▶ **What to work on**
a. Why does the passage on HaploCoV computational resources ask users to confirm their access to computing resources before running the workflow? Answer in one to three sentences.
b. Name every requirement that, according to the passage on HaploCoV computational resources, the table summarizes for each tool and for the complete workflow.
c. Write the next part of the passage on HaploCoV computational resources, beginning after its final sentence.

▶ **Document extract**
Computational resources
The HaploCoV workflow can be executed in a reasonable time on a modern laptop. However, be aware that some of the input files might be extremely large in size. For example, the complete fasta file with all SARS-CoV-2 genome sequences available from the GISAID database has a size in the excess of 300 Gb. While complete metadata files from GISAID are over 8 Gb in size. Moreover, some tasks/processes can potentially take up to a few days (see for example 6 Assign genomes to new groups) on a single processor. In the light of the above considerations we would kindly invite users to make sure that they have access to the required computational resources before executing the HaploCoV workflow. The table below briefly summarizes the requirements in terms of time, RAM memory and disk-space required by eacht tool in HaploCoV, and for the complete workflow.

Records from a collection

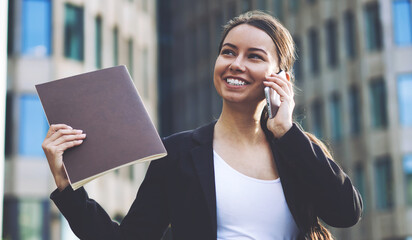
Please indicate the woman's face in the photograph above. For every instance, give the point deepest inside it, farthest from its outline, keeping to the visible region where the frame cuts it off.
(248, 55)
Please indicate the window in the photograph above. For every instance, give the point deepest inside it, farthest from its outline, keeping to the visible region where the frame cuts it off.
(145, 63)
(115, 46)
(407, 169)
(317, 120)
(33, 126)
(350, 34)
(332, 43)
(36, 27)
(218, 29)
(314, 51)
(405, 99)
(8, 147)
(336, 111)
(383, 175)
(98, 41)
(378, 104)
(298, 67)
(73, 32)
(130, 60)
(10, 28)
(360, 182)
(354, 109)
(278, 9)
(402, 22)
(373, 27)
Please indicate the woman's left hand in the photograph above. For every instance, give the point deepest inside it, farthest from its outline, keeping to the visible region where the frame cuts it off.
(282, 121)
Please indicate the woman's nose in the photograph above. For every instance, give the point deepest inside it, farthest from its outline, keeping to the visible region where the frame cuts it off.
(237, 65)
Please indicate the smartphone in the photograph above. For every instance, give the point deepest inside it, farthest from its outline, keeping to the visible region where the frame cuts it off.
(273, 98)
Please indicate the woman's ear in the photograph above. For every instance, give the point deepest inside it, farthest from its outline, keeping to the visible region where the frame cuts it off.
(287, 76)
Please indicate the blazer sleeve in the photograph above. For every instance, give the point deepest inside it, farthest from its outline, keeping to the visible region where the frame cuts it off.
(147, 218)
(337, 202)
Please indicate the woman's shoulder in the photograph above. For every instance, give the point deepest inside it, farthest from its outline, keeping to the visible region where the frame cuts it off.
(192, 137)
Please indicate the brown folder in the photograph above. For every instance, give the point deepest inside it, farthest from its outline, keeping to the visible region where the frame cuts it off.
(107, 107)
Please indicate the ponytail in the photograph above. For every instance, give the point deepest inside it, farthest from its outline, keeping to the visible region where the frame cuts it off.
(318, 231)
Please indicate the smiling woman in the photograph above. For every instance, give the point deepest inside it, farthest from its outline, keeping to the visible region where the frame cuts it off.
(244, 176)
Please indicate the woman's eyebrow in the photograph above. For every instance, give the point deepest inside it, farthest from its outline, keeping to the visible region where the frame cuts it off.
(250, 49)
(258, 49)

▶ **Task responses**
a. Some input files can be extremely large. The complete GISAID fasta file of SARS-CoV-2 genomes exceeds 300 Gb, and the complete metadata files are over 8 Gb. Some tasks, such as assigning genomes to new groups, can also take up to a few days on a single processor.

b. Time, RAM memory, disk space

c.
Tool |
Input files |
RAM (peak memory) |
Time |
Output (size) |
|---|---|---|---|---|
addToTable.pl |
sequences.fasta > 300G; metadata.tsv ~10G |
6.0G - 8.0G |
~20 genomes per hour (on a single CPU) |
6.0G - 8.0G |
NextStrainToHaploCoV.pl |
metadata.tsv ~10G |
< 1G |
~10 min |
3.0 - 4.0G |
computeAF.pl |
HaploCoV-formatted metadata. 4.0G - 9.0G |
4.0G - 6.0G |
~20 min |
~ 2.0G |
augmentClusters.pl |
HaploCoV-formatted metadata. 4.0G - 9.0G |
6.0G - 8.0G |
~20 min |
~10 K |
assign.pl / p_assign.pl |
HaploCoV-formatted metadata. 4.0G - 9.0G |
< 1.0G |
4M genomes /per hour |
HaploCoV-formatted metadata. 4.0G - 9.0G |
LinToFeats.pl |
lineages/variants definition ~10 Kb |
< 1.0G |
< 5 min |
~20 K |
report.pl |
lineages/variants features ~20 Kb |
< 1.0G |
< 2 min |
~20 K |
subset.pl |
HaploCoV-formatted metadata. 4.0G - 9.0G |
< 1.0G |
5-10 min |
HaploCoV-formatted metadata. 4.0G - 9.0G |
increase.pl |
HaploCoV-formatted metadata. 4.0G - 9.0G |
< 1.0G |
10-15 min |
10 M. Prevalence report |
HaploCoV.pl |
HaploCoV-formatted metadata. 4.0G - 9.0G |
6.0G - 8.0G |
3 hours on full data |
20 K. HaploCoV report |
If you already have all your metadata in HaploCoV format, executing the full workflow should require less than 3hrs. If you use a locales file to restrict the analyses to a specific time-interval or geographic region, execution times should be considerably reduced (see HaploCoV: workflow). In any case execution times might change also depending on your computational environment.